- _The problem_: Arrange every line of the data below as a Markdown table with two columns, Row for a running number and Line for the line itself, and skip blank lines. Leave the pictures out of the table.

··········

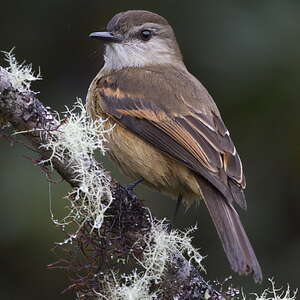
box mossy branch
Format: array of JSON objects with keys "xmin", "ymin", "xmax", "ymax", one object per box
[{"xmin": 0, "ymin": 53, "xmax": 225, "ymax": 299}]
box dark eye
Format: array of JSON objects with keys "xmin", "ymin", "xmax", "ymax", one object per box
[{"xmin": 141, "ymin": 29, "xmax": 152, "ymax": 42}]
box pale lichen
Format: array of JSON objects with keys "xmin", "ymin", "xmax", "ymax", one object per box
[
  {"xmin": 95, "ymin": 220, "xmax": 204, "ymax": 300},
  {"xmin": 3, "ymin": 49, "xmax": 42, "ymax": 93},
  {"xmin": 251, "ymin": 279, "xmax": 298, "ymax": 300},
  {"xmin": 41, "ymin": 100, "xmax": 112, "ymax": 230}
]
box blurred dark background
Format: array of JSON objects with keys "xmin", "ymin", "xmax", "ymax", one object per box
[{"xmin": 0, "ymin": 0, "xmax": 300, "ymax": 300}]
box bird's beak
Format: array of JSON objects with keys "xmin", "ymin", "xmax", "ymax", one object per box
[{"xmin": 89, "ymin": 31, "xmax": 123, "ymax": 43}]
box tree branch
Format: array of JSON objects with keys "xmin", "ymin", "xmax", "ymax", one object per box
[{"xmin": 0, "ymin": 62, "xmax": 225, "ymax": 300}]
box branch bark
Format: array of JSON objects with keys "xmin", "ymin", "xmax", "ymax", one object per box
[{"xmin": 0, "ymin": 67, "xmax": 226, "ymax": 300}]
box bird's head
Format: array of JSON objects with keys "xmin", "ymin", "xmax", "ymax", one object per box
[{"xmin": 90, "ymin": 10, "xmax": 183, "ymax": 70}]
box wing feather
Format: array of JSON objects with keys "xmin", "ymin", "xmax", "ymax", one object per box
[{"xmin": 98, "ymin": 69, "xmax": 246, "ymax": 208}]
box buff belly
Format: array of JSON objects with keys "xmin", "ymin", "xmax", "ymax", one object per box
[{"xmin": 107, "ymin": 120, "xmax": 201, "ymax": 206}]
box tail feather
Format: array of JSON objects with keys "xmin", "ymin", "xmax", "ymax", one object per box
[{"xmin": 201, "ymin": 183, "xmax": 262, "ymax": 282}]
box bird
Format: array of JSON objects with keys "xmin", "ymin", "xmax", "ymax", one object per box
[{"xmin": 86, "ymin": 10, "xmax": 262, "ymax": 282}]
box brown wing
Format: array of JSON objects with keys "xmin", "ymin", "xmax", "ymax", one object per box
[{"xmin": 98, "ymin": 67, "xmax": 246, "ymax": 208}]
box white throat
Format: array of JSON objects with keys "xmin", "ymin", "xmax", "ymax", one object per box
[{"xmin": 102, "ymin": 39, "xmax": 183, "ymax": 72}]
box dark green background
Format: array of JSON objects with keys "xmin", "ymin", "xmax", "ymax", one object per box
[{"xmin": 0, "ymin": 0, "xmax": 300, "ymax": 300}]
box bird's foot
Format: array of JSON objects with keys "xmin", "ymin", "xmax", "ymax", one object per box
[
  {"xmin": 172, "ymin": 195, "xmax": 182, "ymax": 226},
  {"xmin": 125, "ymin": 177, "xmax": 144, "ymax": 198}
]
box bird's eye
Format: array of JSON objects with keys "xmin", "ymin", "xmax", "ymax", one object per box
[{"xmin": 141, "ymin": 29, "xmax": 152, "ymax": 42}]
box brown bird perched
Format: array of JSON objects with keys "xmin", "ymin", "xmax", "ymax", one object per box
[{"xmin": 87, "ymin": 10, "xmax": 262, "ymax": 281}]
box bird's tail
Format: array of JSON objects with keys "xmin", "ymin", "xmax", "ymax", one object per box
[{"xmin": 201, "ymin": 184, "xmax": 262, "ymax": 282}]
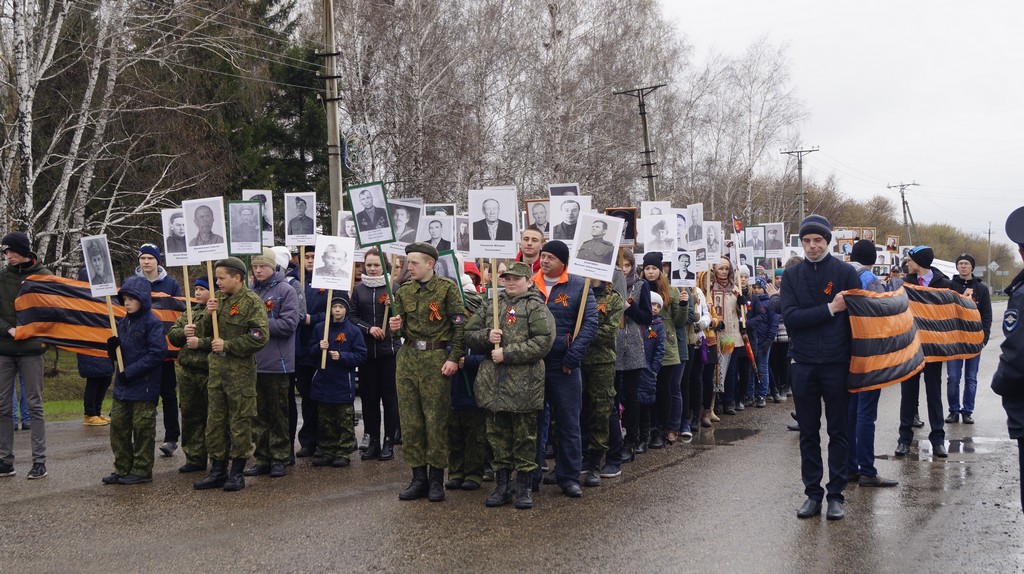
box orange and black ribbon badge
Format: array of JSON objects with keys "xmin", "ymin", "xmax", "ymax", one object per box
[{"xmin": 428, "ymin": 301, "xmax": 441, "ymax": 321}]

··········

- _The answer_:
| Row | Line |
|---|---|
| 1 | box mossy branch |
| 2 | Format: array of JSON objects with keys "xmin", "ymin", "xmax", "ymax", one object per box |
| 3 | [{"xmin": 0, "ymin": 53, "xmax": 225, "ymax": 299}] |
| 4 | box dark eye |
| 5 | Format: array of JSON objects with keys "xmin", "ymin", "xmax", "ymax", one object per box |
| 6 | [{"xmin": 141, "ymin": 29, "xmax": 152, "ymax": 42}] |
| 7 | box pale lichen |
| 8 | Format: array of JSON objects with keys "xmin", "ymin", "xmax", "ymax", one object per box |
| 9 | [ |
| 10 |   {"xmin": 95, "ymin": 220, "xmax": 204, "ymax": 300}, |
| 11 |   {"xmin": 3, "ymin": 49, "xmax": 42, "ymax": 93}, |
| 12 |   {"xmin": 251, "ymin": 279, "xmax": 298, "ymax": 300}, |
| 13 |   {"xmin": 41, "ymin": 100, "xmax": 112, "ymax": 230} |
| 14 | ] |
| 15 | box blurred dark background |
| 16 | Format: array of JSON objects with keys "xmin", "ymin", "xmax", "ymax", one object per box |
| 17 | [{"xmin": 0, "ymin": 0, "xmax": 300, "ymax": 300}] |
| 18 | box bird's beak |
| 19 | Format: array of JSON objects with keys "xmin", "ymin", "xmax", "ymax", one object per box |
| 20 | [{"xmin": 89, "ymin": 31, "xmax": 123, "ymax": 43}] |
| 21 | box tree branch |
| 22 | Format: array of JSON objects with keys "xmin", "ymin", "xmax", "ymax", one object per box |
| 23 | [{"xmin": 0, "ymin": 62, "xmax": 225, "ymax": 300}] |
| 24 | box branch bark |
| 25 | Format: array of JSON objects with keys "xmin", "ymin", "xmax", "ymax", one object per box |
| 26 | [{"xmin": 0, "ymin": 67, "xmax": 226, "ymax": 300}] |
| 27 | box bird's head |
| 28 | Format: array of JSON objects with keys "xmin", "ymin", "xmax", "ymax", one object per box |
| 29 | [{"xmin": 90, "ymin": 10, "xmax": 183, "ymax": 70}] |
| 30 | box wing feather |
| 31 | Format: array of JSON objects with keys "xmin", "ymin", "xmax", "ymax", one object per box |
| 32 | [{"xmin": 98, "ymin": 69, "xmax": 246, "ymax": 208}] |
| 33 | box buff belly |
| 34 | Format: array of JSON objects with keys "xmin", "ymin", "xmax", "ymax", one object per box |
| 35 | [{"xmin": 107, "ymin": 120, "xmax": 201, "ymax": 206}] |
| 36 | box tail feather |
| 37 | Format: array of JSON objects with keys "xmin", "ymin", "xmax", "ymax", one object per box |
| 38 | [{"xmin": 201, "ymin": 183, "xmax": 262, "ymax": 282}] |
| 39 | box bird |
| 40 | Format: array of JSON objects with keys "xmin", "ymin", "xmax", "ymax", one object per box |
| 41 | [{"xmin": 86, "ymin": 10, "xmax": 262, "ymax": 282}] |
| 42 | box brown wing |
| 43 | Format: array of JSON objects with keys "xmin", "ymin", "xmax", "ymax", one object per box |
| 44 | [{"xmin": 98, "ymin": 67, "xmax": 246, "ymax": 208}] |
| 45 | box white throat |
| 46 | Format: array of JSON objects with keys "xmin", "ymin", "xmax", "ymax", one object per box |
| 47 | [{"xmin": 102, "ymin": 39, "xmax": 183, "ymax": 72}] |
| 48 | box dark green background |
| 49 | Format: array of JSON objects with keys "xmin", "ymin", "xmax", "ymax", one object per box |
| 50 | [{"xmin": 0, "ymin": 0, "xmax": 300, "ymax": 300}] |
| 51 | box bird's foot |
| 52 | Format: array of JSON objects with keys "xmin", "ymin", "xmax", "ymax", one object per box |
| 53 | [ |
| 54 |   {"xmin": 172, "ymin": 195, "xmax": 182, "ymax": 226}, |
| 55 |   {"xmin": 125, "ymin": 177, "xmax": 144, "ymax": 198} |
| 56 | ] |
| 57 | box bird's eye |
| 58 | Format: array of JSON objects with keys "xmin", "ymin", "xmax", "ymax", one object per box |
| 59 | [{"xmin": 141, "ymin": 29, "xmax": 152, "ymax": 42}] |
| 60 | box brown bird perched |
| 61 | Format: array of JSON objects with keys "xmin", "ymin", "xmax", "ymax", one object per box |
| 62 | [{"xmin": 87, "ymin": 10, "xmax": 262, "ymax": 281}] |
| 63 | box bird's tail |
| 64 | Format: array of JSON objects with keys "xmin", "ymin", "xmax", "ymax", one object per box |
| 65 | [{"xmin": 201, "ymin": 184, "xmax": 262, "ymax": 282}] |
| 66 | box orange and black ribbon badge |
| 67 | Format: array of JSON objects with keys "xmin", "ymin", "xmax", "ymax", one object per box |
| 68 | [{"xmin": 428, "ymin": 301, "xmax": 441, "ymax": 321}] |